• **EXCERPTED DATA**
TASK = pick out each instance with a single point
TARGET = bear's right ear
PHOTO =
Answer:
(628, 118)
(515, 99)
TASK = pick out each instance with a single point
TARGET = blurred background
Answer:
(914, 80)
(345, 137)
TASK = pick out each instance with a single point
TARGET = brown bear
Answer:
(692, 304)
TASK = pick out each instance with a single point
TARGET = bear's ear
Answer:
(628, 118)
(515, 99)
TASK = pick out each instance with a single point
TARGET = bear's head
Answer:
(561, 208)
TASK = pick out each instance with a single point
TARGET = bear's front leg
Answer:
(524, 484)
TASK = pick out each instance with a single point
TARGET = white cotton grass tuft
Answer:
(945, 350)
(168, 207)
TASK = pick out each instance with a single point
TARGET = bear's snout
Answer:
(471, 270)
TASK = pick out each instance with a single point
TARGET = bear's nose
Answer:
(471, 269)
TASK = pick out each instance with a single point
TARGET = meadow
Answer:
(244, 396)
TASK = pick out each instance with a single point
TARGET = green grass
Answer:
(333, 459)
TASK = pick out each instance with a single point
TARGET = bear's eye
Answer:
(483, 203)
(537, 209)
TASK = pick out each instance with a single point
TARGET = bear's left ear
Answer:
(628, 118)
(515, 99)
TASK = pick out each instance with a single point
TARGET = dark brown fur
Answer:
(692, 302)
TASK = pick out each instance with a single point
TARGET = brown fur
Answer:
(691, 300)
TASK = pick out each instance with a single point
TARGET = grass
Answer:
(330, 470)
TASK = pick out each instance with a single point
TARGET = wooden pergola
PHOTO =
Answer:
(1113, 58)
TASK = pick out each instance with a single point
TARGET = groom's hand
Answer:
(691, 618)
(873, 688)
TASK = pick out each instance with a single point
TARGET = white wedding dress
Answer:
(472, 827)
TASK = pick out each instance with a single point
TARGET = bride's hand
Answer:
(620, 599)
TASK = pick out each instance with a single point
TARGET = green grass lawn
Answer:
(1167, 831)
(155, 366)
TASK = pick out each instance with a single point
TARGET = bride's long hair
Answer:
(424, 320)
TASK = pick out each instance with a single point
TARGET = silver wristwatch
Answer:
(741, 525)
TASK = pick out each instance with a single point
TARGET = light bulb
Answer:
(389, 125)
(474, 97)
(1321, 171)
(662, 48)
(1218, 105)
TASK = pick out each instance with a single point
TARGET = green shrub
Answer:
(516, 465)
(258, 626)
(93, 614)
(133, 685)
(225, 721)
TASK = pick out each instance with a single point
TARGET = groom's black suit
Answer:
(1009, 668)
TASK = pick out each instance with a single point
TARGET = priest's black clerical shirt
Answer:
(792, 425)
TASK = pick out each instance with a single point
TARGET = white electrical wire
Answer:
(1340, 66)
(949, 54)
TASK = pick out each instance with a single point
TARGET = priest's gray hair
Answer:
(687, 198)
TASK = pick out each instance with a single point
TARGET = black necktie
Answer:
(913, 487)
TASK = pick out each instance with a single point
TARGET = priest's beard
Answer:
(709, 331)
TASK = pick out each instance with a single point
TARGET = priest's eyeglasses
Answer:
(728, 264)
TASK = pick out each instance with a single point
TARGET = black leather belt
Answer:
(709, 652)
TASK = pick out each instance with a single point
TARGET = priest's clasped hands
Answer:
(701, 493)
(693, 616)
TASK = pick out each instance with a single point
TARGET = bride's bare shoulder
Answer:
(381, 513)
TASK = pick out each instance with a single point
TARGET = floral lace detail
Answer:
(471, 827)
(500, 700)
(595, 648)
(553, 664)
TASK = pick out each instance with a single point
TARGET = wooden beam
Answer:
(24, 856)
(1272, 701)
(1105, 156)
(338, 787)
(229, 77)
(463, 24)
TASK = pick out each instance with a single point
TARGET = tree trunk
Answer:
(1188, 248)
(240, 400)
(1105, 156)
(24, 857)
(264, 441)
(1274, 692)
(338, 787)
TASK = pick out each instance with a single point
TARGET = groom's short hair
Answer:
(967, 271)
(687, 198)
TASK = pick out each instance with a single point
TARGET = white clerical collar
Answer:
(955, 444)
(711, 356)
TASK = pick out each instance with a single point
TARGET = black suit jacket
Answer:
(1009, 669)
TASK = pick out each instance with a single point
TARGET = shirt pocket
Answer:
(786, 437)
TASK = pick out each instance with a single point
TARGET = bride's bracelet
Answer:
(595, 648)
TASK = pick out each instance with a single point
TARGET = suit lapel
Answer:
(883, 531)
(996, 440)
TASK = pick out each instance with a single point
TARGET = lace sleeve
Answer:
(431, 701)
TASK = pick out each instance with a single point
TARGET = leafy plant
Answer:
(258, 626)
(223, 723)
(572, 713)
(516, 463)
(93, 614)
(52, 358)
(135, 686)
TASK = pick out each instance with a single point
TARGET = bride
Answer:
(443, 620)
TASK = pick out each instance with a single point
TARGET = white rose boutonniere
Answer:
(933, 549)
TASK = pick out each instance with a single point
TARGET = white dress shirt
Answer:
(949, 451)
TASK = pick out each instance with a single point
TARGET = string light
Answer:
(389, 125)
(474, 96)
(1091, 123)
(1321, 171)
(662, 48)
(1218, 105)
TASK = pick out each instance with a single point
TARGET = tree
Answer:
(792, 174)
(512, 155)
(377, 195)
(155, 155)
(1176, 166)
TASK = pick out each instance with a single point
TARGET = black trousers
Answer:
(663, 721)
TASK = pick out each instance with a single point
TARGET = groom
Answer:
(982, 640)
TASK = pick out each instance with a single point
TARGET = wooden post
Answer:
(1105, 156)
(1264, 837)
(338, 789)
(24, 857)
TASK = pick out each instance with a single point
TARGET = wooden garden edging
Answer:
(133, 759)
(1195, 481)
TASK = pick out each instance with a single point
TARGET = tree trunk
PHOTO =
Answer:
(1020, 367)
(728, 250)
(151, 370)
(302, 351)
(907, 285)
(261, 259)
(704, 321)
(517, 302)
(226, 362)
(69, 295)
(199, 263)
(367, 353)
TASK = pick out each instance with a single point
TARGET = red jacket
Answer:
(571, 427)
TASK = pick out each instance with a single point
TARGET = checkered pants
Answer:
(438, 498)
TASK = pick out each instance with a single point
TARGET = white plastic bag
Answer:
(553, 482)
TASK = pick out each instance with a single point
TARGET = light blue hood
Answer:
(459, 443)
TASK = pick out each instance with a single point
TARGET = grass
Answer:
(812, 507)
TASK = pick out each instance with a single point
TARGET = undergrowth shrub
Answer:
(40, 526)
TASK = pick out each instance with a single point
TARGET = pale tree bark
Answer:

• **REQUIRED TASK**
Retype the data in full and match it exactly.

• **FULL SOLUTION**
TASK = pick out each instance with a single point
TARGET = bear's right ear
PHOTO =
Answer:
(628, 118)
(515, 99)
TASK = pick out each instance with a single point
TARGET = blurred background
Answer:
(914, 80)
(345, 137)
TASK = pick out each instance with a single point
TARGET = brown bear
Answer:
(692, 304)
TASK = pick out each instance with a single point
TARGET = bear's ear
Answer:
(628, 118)
(515, 99)
TASK = pick out each instance with a single point
TARGET = bear's head
Answer:
(561, 208)
TASK = pick out each instance with a single point
TARGET = bear's front leg
Answer:
(524, 484)
TASK = pick out each instance with a single point
TARGET = white cotton grass tuft
Answer:
(945, 350)
(168, 207)
TASK = pick out each instance with a single point
TARGET = bear's snout
Answer:
(471, 270)
TASK = pick out each instance with a single point
TARGET = bear's nose
Answer:
(471, 269)
TASK = pick out each instance with a single point
TARGET = meadow
Answer:
(244, 396)
TASK = pick out each instance with a single point
TARGET = green grass
Answer:
(333, 459)
TASK = pick out each instance with a single point
TARGET = bear's eye
Answer:
(483, 203)
(537, 209)
TASK = pick out each instance with a single point
TARGET = bear's left ear
Answer:
(628, 118)
(515, 99)
TASK = pick out each instance with a single point
TARGET = dark brown fur
Answer:
(692, 302)
TASK = pick out each instance with a single point
TARGET = brown fur
Answer:
(691, 300)
TASK = pick out each instance with a single point
TARGET = grass
Answer:
(330, 470)
TASK = pick out each instance with a single point
TARGET = wooden pergola
PHOTO =
Answer:
(1113, 58)
TASK = pick out each instance with a single point
TARGET = groom's hand
Answer:
(691, 618)
(873, 688)
TASK = pick out each instance with a single point
TARGET = white wedding dress
Answer:
(472, 827)
TASK = pick out each instance with a single point
TARGET = bride's hand
Answer:
(620, 599)
TASK = pick out each instance with a single point
TARGET = green grass lawn
Answer:
(1167, 831)
(155, 366)
TASK = pick out each instance with a single point
TARGET = bride's long hair
Answer:
(424, 320)
TASK = pick out each instance with a single point
TARGET = silver wristwatch
Answer:
(741, 525)
TASK = pick out each instance with a single point
TARGET = light bulb
Answer:
(389, 125)
(474, 97)
(1321, 171)
(662, 48)
(1218, 105)
TASK = pick out each instance with a single point
TARGET = green shrub
Answer:
(516, 465)
(258, 626)
(93, 614)
(133, 685)
(225, 721)
TASK = pick out each instance with a single point
TARGET = groom's black suit
Answer:
(1009, 668)
TASK = pick out each instance with a single point
TARGET = priest's black clerical shirt
Answer:
(792, 425)
TASK = pick out each instance with a single point
TARGET = white electrical wire
Answer:
(1340, 66)
(949, 54)
TASK = pick out each instance with a single point
TARGET = priest's gray hair
Answer:
(687, 198)
TASK = pick out each instance with a single point
TARGET = black necktie
Answer:
(913, 487)
TASK = pick out each instance with a single point
TARGET = priest's beard
Answer:
(709, 331)
TASK = pick out each instance with a single point
TARGET = priest's eyeglasses
Answer:
(728, 264)
TASK = pick out each instance with a single point
TARGET = black leather belt
Answer:
(709, 652)
TASK = pick out each instance with a single point
TARGET = priest's clasped hands
Answer:
(701, 493)
(693, 616)
TASK = pick out each instance with a single point
TARGET = bride's bare shoulder
Answer:
(381, 513)
TASK = pick out each instance with a single point
TARGET = floral lace detail
Answer:
(471, 827)
(500, 700)
(595, 648)
(553, 664)
TASK = pick out each instance with a single point
TARGET = wooden beam
Answer:
(24, 856)
(1272, 701)
(1105, 156)
(338, 787)
(229, 77)
(463, 24)
TASK = pick out each instance with a single point
TARGET = tree trunk
Answer:
(1188, 248)
(240, 400)
(1105, 156)
(24, 857)
(264, 441)
(1274, 692)
(338, 787)
TASK = pick out each instance with a single point
TARGET = groom's short hair
Answer:
(967, 271)
(687, 198)
TASK = pick out each instance with a single point
TARGET = white clerical collar
Answer:
(955, 444)
(711, 356)
TASK = pick out each instance with a single point
TARGET = black suit jacket
Answer:
(1009, 669)
TASK = pick out each instance with a single point
TARGET = shirt pocket
Answer:
(786, 437)
TASK = pick out each instance with a single point
TARGET = bride's bracelet
Answer:
(595, 648)
TASK = pick out each instance with a single point
TARGET = suit lapel
Answer:
(883, 531)
(996, 440)
TASK = pick out each instance with a single point
TARGET = lace sleeve
Answer:
(431, 701)
TASK = pick out each instance with a single point
TARGET = leafy plant
Answer:
(258, 626)
(223, 723)
(572, 713)
(516, 463)
(93, 614)
(52, 358)
(135, 686)
TASK = pick out each instance with a single point
TARGET = bride
Answer:
(443, 620)
TASK = pick out each instance with a single point
TARGET = white rose boutonniere
Answer:
(933, 549)
TASK = pick out each instance with a single point
TARGET = white dress shirt
Answer:
(949, 451)
TASK = pick out each instance with a single point
TARGET = string light
Answer:
(389, 125)
(474, 96)
(1091, 123)
(1321, 171)
(662, 48)
(1218, 105)
TASK = pick out each instance with a single point
TARGET = tree
Answer:
(792, 174)
(512, 155)
(377, 195)
(155, 155)
(1176, 166)
TASK = pick out each instance with a single point
TARGET = black trousers
Answer:
(663, 721)
TASK = pick out each instance with a single point
TARGET = groom
Answer:
(982, 640)
TASK = pick out each instance with a single point
TARGET = wooden post
Answer:
(1105, 156)
(1264, 837)
(338, 789)
(24, 857)
TASK = pick out each instance with a single point
TARGET = wooden garden edging
Answer:
(133, 759)
(1195, 481)
TASK = pick out each instance with a single point
TARGET = tree trunk
PHOTO =
Answer:
(1020, 367)
(728, 250)
(151, 370)
(302, 351)
(907, 285)
(261, 259)
(704, 321)
(517, 302)
(226, 362)
(69, 295)
(199, 263)
(367, 353)
TASK = pick out each instance with a single point
TARGET = red jacket
Answer:
(571, 427)
TASK = pick out each instance with a single point
TARGET = checkered pants
Answer:
(438, 498)
TASK = pick out each instance with a single point
TARGET = white plastic bag
Answer:
(553, 482)
TASK = pick out each instance with a single point
TARGET = light blue hood
Answer:
(459, 443)
TASK = pick out each instance with a single point
TARGET = grass
Answer:
(812, 507)
TASK = pick out each instance with a single point
TARGET = undergrowth shrub
Answer:
(40, 526)
TASK = pick out each instance with a single point
TARGET = pale tree bark
Answer:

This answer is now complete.